* **GIVEN INSTRUCTION**: Your task is to extract the lines from the one holding "Intersection-audit request. Target: narrow sidewalk" through the end of the material. Set them down exactly and add nothing.

* **RECORD EXCERPTS**:
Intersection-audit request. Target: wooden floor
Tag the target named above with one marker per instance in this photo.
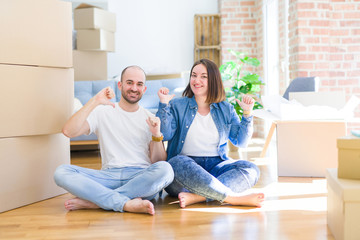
(295, 208)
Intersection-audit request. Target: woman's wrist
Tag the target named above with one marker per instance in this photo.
(247, 112)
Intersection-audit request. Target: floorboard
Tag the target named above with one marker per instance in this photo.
(295, 208)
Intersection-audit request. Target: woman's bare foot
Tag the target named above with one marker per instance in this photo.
(252, 199)
(78, 203)
(137, 205)
(186, 199)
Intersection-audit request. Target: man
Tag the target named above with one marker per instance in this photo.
(134, 169)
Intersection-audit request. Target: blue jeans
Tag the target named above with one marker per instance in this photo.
(110, 189)
(211, 177)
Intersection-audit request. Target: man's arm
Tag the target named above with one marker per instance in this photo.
(157, 150)
(77, 124)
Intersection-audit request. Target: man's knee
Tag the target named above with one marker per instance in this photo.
(165, 170)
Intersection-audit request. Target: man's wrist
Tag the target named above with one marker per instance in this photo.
(157, 137)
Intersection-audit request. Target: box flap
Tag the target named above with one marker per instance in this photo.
(333, 99)
(346, 189)
(348, 142)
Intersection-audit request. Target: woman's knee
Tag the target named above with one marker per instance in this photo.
(179, 162)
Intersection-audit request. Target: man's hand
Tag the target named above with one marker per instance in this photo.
(103, 97)
(164, 96)
(247, 103)
(154, 124)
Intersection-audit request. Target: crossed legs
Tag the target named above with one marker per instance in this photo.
(199, 179)
(122, 189)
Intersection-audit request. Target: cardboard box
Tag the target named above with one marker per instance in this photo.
(343, 206)
(307, 148)
(95, 40)
(90, 65)
(27, 168)
(349, 157)
(90, 17)
(34, 100)
(37, 33)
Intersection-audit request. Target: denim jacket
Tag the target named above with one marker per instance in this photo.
(177, 116)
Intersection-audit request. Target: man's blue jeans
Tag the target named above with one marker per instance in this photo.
(211, 177)
(110, 189)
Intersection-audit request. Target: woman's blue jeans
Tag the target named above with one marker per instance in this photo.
(211, 177)
(110, 189)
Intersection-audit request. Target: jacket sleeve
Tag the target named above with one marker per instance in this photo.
(240, 131)
(168, 121)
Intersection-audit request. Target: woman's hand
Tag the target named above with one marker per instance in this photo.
(154, 125)
(164, 96)
(247, 104)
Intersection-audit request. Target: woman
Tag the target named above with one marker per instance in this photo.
(198, 127)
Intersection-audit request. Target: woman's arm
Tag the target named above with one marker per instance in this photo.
(168, 123)
(241, 132)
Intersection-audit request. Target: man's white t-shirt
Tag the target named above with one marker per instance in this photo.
(124, 137)
(202, 138)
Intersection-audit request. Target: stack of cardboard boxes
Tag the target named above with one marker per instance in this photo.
(36, 98)
(95, 37)
(344, 190)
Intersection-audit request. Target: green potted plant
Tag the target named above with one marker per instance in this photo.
(238, 81)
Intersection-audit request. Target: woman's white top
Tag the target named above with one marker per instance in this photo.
(202, 138)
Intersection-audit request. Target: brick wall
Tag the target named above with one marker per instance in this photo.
(324, 38)
(241, 30)
(324, 41)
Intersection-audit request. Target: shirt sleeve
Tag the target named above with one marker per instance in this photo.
(92, 120)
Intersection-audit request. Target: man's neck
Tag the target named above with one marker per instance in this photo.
(128, 107)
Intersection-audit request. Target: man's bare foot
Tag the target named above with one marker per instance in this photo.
(252, 199)
(186, 199)
(78, 203)
(137, 205)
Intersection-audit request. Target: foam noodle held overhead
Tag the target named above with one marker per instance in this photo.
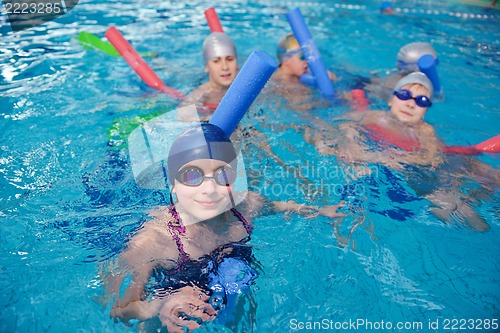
(138, 64)
(311, 52)
(246, 87)
(213, 20)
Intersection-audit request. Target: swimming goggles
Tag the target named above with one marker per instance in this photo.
(193, 176)
(421, 100)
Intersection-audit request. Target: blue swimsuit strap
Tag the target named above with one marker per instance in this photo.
(177, 229)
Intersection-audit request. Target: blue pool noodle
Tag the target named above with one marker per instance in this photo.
(427, 65)
(311, 52)
(245, 88)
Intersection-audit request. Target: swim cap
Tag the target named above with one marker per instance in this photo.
(408, 55)
(217, 44)
(204, 141)
(415, 77)
(287, 47)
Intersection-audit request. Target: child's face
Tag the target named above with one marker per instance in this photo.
(296, 65)
(222, 70)
(208, 199)
(408, 111)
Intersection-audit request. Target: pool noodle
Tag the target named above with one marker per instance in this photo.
(138, 64)
(311, 52)
(94, 41)
(245, 88)
(213, 20)
(308, 79)
(427, 65)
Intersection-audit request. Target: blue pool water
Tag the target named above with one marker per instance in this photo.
(68, 201)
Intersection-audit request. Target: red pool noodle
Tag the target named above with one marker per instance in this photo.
(138, 64)
(213, 20)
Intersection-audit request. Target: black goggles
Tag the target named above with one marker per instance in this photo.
(421, 100)
(193, 176)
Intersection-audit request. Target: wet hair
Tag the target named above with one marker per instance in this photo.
(204, 141)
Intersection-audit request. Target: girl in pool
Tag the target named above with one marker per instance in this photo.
(173, 258)
(219, 55)
(286, 80)
(405, 142)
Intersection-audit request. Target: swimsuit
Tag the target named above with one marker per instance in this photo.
(198, 272)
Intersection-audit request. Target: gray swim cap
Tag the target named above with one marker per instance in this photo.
(217, 44)
(204, 141)
(415, 77)
(409, 55)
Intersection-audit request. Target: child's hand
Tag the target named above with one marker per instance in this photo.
(331, 211)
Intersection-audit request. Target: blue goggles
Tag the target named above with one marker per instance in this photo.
(421, 100)
(193, 176)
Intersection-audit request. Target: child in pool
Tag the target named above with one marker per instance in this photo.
(407, 143)
(406, 63)
(219, 55)
(183, 242)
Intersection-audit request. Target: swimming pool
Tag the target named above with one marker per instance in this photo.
(68, 201)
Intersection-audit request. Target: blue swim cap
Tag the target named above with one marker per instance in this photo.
(409, 54)
(203, 141)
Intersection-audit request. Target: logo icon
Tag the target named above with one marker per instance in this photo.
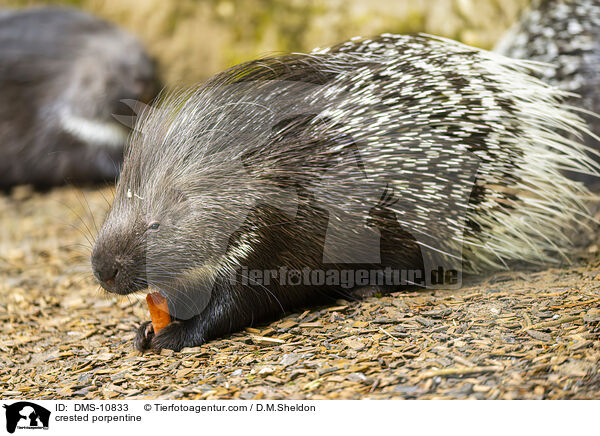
(26, 415)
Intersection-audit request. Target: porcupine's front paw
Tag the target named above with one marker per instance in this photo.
(175, 336)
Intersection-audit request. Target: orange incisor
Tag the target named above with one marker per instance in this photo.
(159, 311)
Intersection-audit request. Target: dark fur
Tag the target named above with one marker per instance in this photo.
(179, 172)
(59, 61)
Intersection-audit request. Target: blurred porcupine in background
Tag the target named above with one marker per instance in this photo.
(405, 153)
(564, 34)
(63, 74)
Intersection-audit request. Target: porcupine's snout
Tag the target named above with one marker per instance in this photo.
(118, 270)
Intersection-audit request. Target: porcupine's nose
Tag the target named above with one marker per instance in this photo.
(106, 271)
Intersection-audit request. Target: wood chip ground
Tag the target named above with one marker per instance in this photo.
(512, 336)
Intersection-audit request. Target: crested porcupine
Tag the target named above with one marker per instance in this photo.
(63, 74)
(286, 181)
(565, 36)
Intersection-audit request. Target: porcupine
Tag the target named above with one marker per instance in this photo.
(63, 74)
(565, 36)
(445, 152)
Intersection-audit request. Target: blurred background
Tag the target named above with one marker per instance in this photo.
(193, 39)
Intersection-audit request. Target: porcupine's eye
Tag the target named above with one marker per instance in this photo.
(153, 226)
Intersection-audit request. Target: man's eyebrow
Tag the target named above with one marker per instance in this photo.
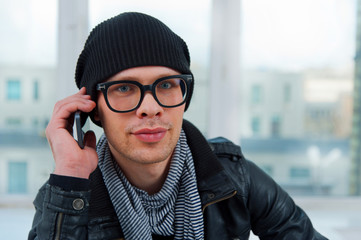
(137, 78)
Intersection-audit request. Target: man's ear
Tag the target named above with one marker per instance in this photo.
(96, 114)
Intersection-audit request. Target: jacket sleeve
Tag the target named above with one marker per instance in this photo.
(60, 213)
(274, 215)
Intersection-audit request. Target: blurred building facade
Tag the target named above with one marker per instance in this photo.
(27, 99)
(279, 113)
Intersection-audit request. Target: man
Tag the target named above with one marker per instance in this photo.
(152, 175)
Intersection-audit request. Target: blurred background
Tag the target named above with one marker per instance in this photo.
(281, 78)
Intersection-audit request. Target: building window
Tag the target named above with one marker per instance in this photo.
(36, 90)
(267, 169)
(287, 93)
(13, 89)
(276, 126)
(256, 94)
(300, 173)
(13, 122)
(17, 177)
(256, 126)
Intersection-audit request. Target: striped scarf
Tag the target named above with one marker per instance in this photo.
(174, 210)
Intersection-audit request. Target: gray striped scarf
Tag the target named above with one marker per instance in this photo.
(174, 210)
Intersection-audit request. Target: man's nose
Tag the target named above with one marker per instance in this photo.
(149, 107)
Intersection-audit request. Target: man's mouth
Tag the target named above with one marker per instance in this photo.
(150, 135)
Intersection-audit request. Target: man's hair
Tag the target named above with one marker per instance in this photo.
(125, 41)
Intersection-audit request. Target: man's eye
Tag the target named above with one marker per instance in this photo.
(166, 85)
(124, 88)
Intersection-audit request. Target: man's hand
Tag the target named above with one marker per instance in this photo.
(70, 159)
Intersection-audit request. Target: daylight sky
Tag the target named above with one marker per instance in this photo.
(286, 34)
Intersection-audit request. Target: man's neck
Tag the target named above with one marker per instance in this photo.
(148, 177)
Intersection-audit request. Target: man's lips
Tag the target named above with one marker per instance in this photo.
(150, 135)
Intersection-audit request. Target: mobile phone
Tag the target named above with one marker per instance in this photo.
(79, 131)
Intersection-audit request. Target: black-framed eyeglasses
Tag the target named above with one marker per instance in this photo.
(126, 96)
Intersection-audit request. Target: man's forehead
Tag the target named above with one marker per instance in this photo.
(143, 73)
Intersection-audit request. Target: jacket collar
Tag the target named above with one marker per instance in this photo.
(212, 180)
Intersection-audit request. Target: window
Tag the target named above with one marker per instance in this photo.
(13, 89)
(36, 90)
(17, 177)
(256, 97)
(287, 93)
(276, 126)
(13, 122)
(256, 126)
(300, 173)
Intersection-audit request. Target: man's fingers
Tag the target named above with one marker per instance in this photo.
(90, 139)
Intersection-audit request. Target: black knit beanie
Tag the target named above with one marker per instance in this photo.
(129, 40)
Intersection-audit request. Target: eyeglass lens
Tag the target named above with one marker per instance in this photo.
(126, 96)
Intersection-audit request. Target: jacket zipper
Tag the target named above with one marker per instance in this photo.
(59, 222)
(219, 200)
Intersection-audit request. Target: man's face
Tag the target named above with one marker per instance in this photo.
(149, 133)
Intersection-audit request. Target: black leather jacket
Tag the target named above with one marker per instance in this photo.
(236, 196)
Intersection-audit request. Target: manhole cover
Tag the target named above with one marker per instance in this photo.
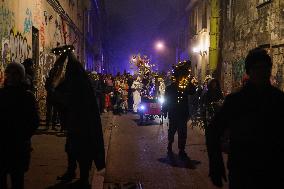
(128, 185)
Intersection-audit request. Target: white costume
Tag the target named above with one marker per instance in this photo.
(137, 85)
(162, 88)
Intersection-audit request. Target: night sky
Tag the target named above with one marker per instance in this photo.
(134, 27)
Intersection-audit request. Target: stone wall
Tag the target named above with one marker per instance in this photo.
(246, 25)
(17, 20)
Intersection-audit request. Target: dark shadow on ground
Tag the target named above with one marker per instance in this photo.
(175, 161)
(62, 185)
(147, 122)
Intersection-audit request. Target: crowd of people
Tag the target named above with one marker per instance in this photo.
(251, 119)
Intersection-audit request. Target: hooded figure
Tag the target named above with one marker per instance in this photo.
(73, 95)
(19, 120)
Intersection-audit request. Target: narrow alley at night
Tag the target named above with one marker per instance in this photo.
(141, 94)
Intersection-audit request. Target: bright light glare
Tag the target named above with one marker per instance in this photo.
(142, 107)
(162, 100)
(195, 49)
(160, 45)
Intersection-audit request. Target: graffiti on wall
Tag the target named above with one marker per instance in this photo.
(19, 47)
(37, 11)
(7, 21)
(28, 23)
(42, 35)
(238, 71)
(46, 61)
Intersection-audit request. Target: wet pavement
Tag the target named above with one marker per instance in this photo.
(137, 154)
(136, 158)
(48, 159)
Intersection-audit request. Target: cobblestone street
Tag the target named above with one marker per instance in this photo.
(135, 154)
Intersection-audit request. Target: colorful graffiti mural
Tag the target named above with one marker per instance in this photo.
(19, 47)
(7, 21)
(28, 23)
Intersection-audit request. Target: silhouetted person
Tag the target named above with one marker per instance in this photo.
(176, 106)
(30, 74)
(254, 117)
(19, 120)
(73, 93)
(51, 115)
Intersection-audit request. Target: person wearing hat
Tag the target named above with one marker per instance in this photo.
(254, 117)
(19, 120)
(72, 92)
(176, 108)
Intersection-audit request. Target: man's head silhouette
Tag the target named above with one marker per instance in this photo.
(258, 66)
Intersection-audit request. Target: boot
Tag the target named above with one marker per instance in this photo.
(67, 177)
(183, 155)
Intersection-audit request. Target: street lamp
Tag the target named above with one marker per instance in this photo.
(160, 45)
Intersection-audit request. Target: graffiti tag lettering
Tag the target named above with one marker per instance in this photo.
(28, 21)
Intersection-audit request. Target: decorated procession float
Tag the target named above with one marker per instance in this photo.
(148, 90)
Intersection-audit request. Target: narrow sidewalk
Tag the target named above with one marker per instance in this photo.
(48, 158)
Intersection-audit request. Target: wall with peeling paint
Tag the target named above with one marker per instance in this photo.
(248, 24)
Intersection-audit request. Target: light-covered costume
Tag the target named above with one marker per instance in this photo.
(136, 86)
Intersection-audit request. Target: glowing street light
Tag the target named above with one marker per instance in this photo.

* **OUTPUT OF THE EXERCISE**:
Intersection-audit request. Target: narrow sidewalk
Tag the target named above with one marker per instance in this photo.
(48, 158)
Intersection-audit request. Target: wall with peeling paint
Tag the target named above with one marker per instance in this photo.
(248, 24)
Intersection-audit request. Target: light-covered costume
Tag the target named above with one marker per instance in this photo.
(136, 86)
Intersection-audit request. Target: glowing street light
Tag the target named above with one marker per instance in this photo.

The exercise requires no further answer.